Passage to read:
......

This code tells Clojure:

  1. Update the current namespace’s map with the association between books and the var.
  2. Find a free storage in memory and store ["a" "b"] in it
  3. Write the found address back into the var.
  4. Return the var (in this case, #'user/books).

This process is called interning a var. You can interact with a namespace’s map of symbols-to-interned-vars using ns-interns. #'user/great-books is the reader form of a var

(deref #'user/books) tells clojure: ““Get the shelf number from the var, go to that shelf number, grab what’s on it, and give it to me!”

clojure.core/refer

  • To use symbols defined in another ns use (com.microsoft/sql-server) use an object defined in com.microsoft namespace named sql-server
  • (clojure.core/refer ‘my-namespace) allows me to use symbols defined in my-namespace without fully-qualifying it.
  • When you call refer, you can also pass it the filters :only, :exclude, and :rename. As the names imply, :only and :exclude restrict which symbol/var mappings get merged into the current namespace’s ns-map. :rename lets you use different symbols for the vars being merged in.
  • (defn- ) defines a private function which isn’t visible to the clients referring to the namespace

clojure.core/alias

 (clojure.core/alias 'taxonomy 'cheese.taxonomy)

This code lets us use call symbols from the cheese.taxonomy namespace with the shorter alias taxonomy.

(require '[the-divine-cheese-code.visualization.svg 
          :as svg])

;; Equivalent to
(require 'the-divine-cheese-code.visualization.svg)
(alias 'svg 'the-divine-cheese-code.visualization.svg)

Similarly:

(use 'the-divine-cheese-code.visualization.svg)
;; Equivalent to
(require 'the-divine-cheese-code.visualization.svg)
(refer 'the-divine-cheese-code.visualization.svg)

clojure.core/use


Reading: Clojure for the Brave – ch8

Terms

  • literal forms: things that eval to themselves
    • boolean, keys numbers, strings, data-structures (map, list, vector)
  • symbol:
    • names given to functions, data, macros, etc.
    • symbols are resolved by
      • is special form? like if
      • has local binding (from function-param or let)
      • has namespace mapping (using def)
      • invalid symbol
    • a symbol can point to a function; at parse-time, a symbol and the value it binds to are different even if the symbol is passed around where a function is expected. for example: (map inc [1 2]):
    • The symbol map refers to the map function, but it
      shouldn’t be confused with the function itself.

......

Stored records:

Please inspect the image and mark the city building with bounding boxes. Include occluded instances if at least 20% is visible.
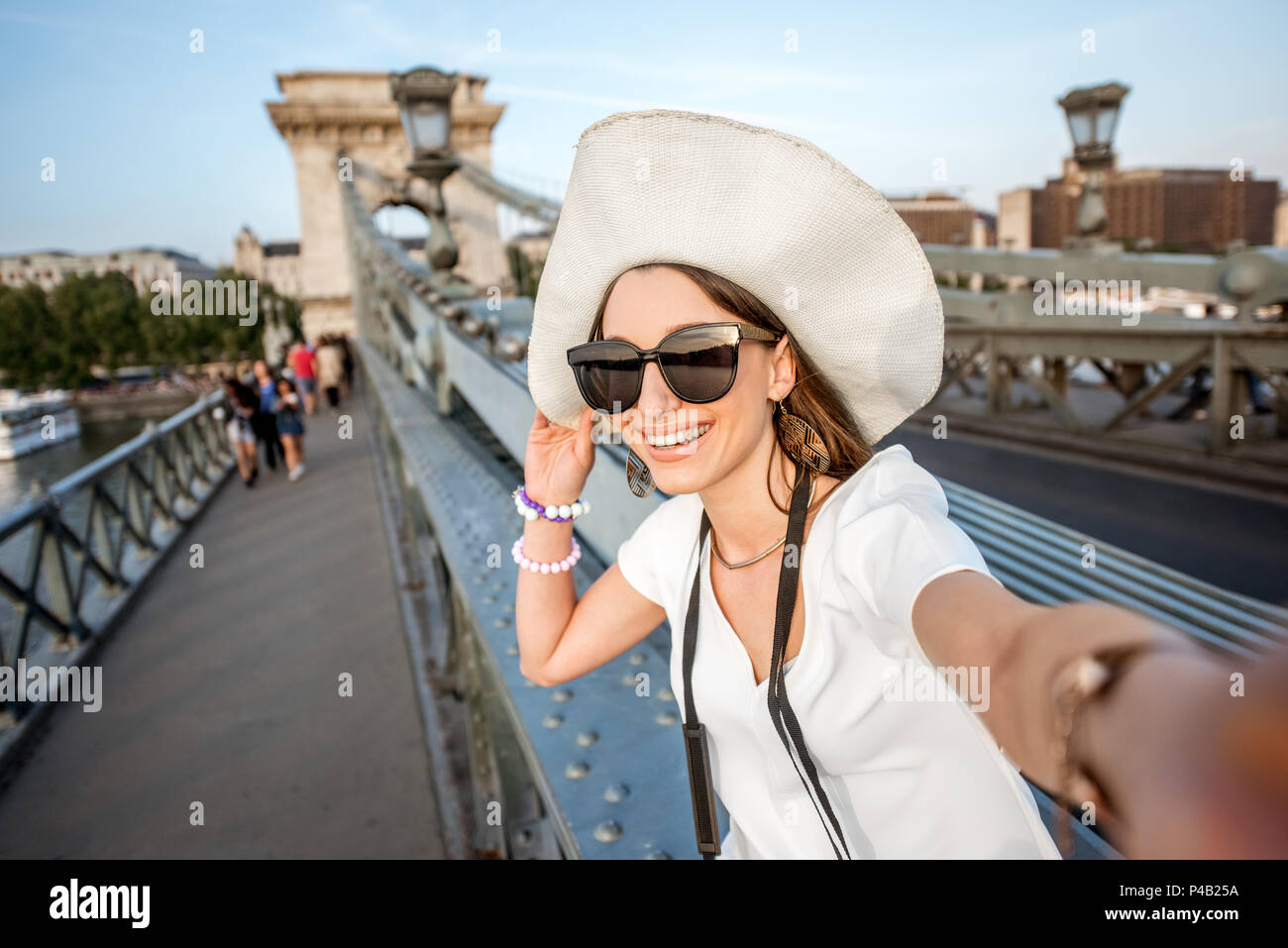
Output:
[886,190,997,248]
[0,248,215,296]
[233,227,300,297]
[997,158,1283,254]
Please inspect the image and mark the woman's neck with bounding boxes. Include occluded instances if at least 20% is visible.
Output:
[698,430,808,563]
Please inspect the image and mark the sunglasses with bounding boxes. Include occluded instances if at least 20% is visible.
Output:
[568,322,781,415]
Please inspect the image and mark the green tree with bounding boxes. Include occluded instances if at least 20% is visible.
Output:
[0,283,56,387]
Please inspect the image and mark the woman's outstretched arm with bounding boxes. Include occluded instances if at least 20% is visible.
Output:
[912,571,1288,858]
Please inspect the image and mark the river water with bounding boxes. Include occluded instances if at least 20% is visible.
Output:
[0,412,181,513]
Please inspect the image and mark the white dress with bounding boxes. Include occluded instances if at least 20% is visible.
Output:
[617,445,1060,859]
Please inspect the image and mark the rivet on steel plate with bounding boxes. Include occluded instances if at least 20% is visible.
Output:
[595,820,622,842]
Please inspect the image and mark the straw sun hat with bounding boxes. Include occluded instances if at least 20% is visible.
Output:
[528,110,944,443]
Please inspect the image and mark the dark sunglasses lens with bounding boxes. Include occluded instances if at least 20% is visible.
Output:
[572,342,640,413]
[658,329,738,402]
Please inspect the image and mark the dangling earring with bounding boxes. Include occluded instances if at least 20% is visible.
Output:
[626,448,656,497]
[774,395,832,474]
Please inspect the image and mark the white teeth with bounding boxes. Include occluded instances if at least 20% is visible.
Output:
[644,425,711,448]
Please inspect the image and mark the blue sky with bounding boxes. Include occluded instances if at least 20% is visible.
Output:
[0,0,1288,263]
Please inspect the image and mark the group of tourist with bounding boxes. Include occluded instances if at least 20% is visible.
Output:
[223,336,353,487]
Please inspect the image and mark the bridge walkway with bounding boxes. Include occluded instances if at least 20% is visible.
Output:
[0,386,443,858]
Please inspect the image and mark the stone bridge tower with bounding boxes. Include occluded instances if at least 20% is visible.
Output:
[268,72,509,339]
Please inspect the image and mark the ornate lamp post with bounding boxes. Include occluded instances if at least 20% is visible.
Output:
[389,65,460,286]
[1057,82,1130,242]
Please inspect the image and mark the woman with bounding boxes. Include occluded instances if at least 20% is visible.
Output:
[274,378,304,480]
[512,111,1288,858]
[224,376,259,488]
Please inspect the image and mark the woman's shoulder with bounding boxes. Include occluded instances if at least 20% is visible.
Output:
[836,445,947,526]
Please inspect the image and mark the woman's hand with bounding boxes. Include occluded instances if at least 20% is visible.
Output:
[1089,644,1288,859]
[523,406,595,505]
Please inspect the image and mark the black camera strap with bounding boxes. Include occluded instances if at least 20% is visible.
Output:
[683,463,853,859]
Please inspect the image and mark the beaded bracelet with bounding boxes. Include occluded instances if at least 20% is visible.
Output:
[510,484,590,523]
[510,537,581,574]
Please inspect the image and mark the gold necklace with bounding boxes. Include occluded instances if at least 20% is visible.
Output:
[711,477,818,570]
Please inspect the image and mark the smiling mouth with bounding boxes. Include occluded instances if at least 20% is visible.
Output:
[644,421,715,461]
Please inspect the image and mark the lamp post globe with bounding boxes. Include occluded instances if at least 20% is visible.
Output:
[1056,82,1130,239]
[389,65,460,275]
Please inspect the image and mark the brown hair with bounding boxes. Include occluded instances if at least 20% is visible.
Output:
[590,263,872,514]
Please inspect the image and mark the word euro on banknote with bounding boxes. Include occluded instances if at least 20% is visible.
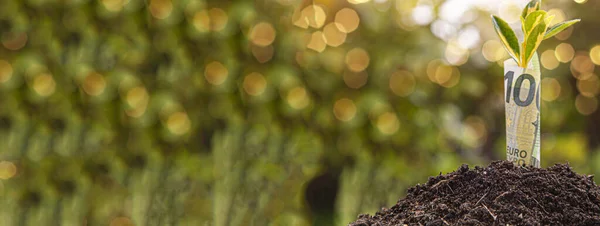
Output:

......

Continue the Clojure namespace and symbol notes above, starting right after their final sentence.

Response:
      The map symbol is still a data structure, the same
      way that the string “fried salad” is a data structure,
      but it’s not the same as the function itself
  • Special forms
    • things that cannot be implemented with functions
    • for example with (if (empty? []) true false) you don’t want to each
      element of the outer-most list, hence a special form is needed.
    • if, quote are examples
    • similarly def, let, loop, fn, do, recur.
  • Macros
    • You can place a macro at the beginning of a list, instead of a
      symbol/special-form, which allows you to change how rest of the data-structure is evaluated.
    • They are executed in between the reader and the evaluator—so they can manipulate the data structures that the reader spits out and transform
      with those data structures before passing them to the evaluator.
    • the param is not evaluated when passed to macro body; instead a raw list data-structure is sent. This is different from a function body (where it is evaluated.
    • Similarly, the return value of a macro IS evaluated, whereas that of a function is NOT.

Writing macros

  • You can have overloaded/multi-airity macros just like functions
    • Read the sections “Macros All the Way Down” and Double Eval in the same document
    • If you need to evaluate values of some sub-expression, you have to quote symbols you are declaring in your macro, otherwise it’ll try to eval a symbol that isn’t created yet. This is done like this:
(defmacro my-print
		  [expression]
		  (list 'let ['result expression]
				(list 'println 'result)
				'result))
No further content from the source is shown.